> **Task input**:
☆ ☆ ☆ ☆ ☆

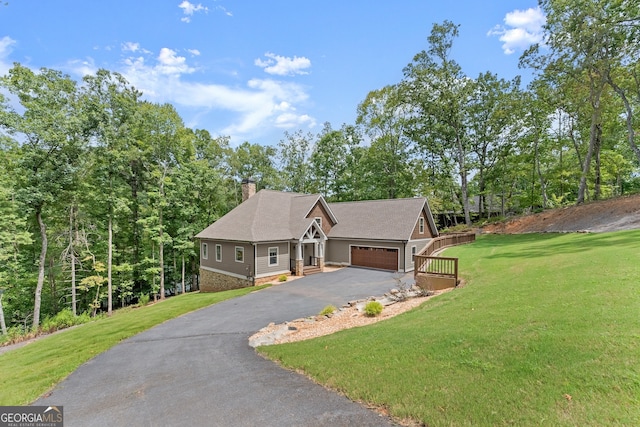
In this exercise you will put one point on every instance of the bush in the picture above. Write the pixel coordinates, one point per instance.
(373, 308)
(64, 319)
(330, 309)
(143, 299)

☆ ☆ ☆ ☆ ☆

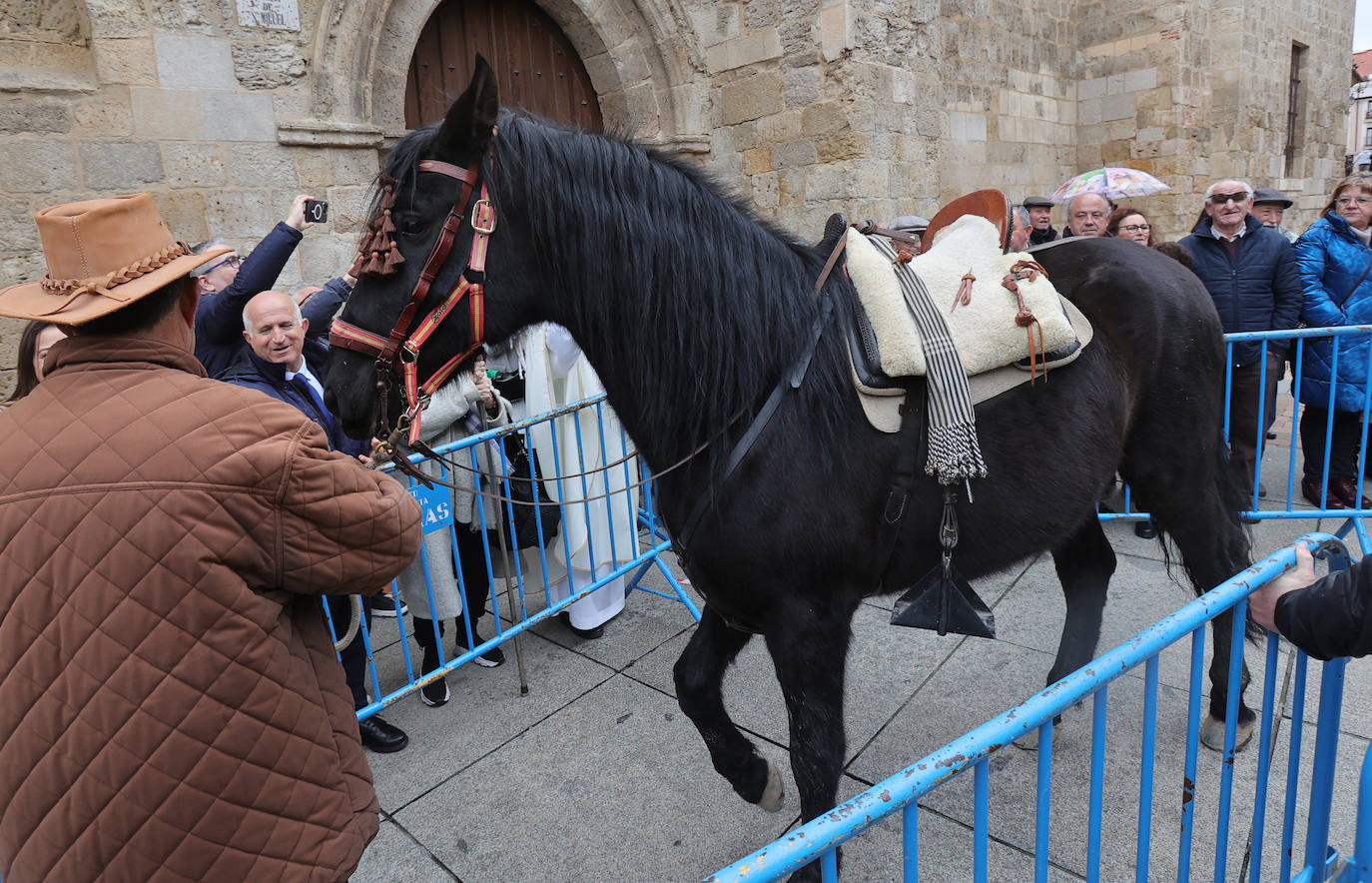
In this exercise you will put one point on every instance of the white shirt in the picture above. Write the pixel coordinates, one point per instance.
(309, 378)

☆ ☆ ☆ ☆ ☆

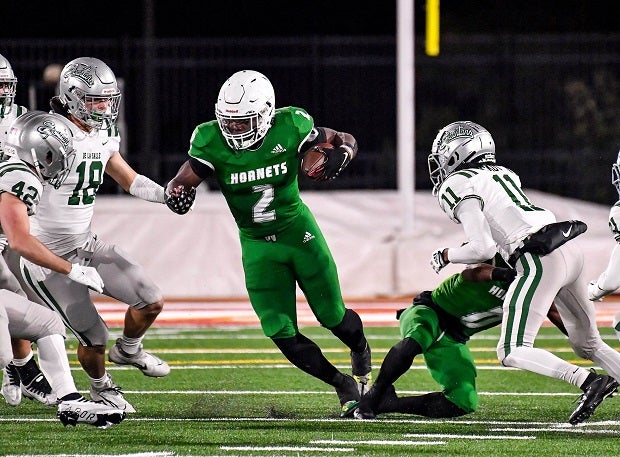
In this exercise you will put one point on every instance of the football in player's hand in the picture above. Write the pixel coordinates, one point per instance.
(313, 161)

☆ ☆ ☆ ☆ ☆

> **Aim**: State how many lines in the records above contain the word "hand". Reply with the number alone.

> **Result of the task**: 1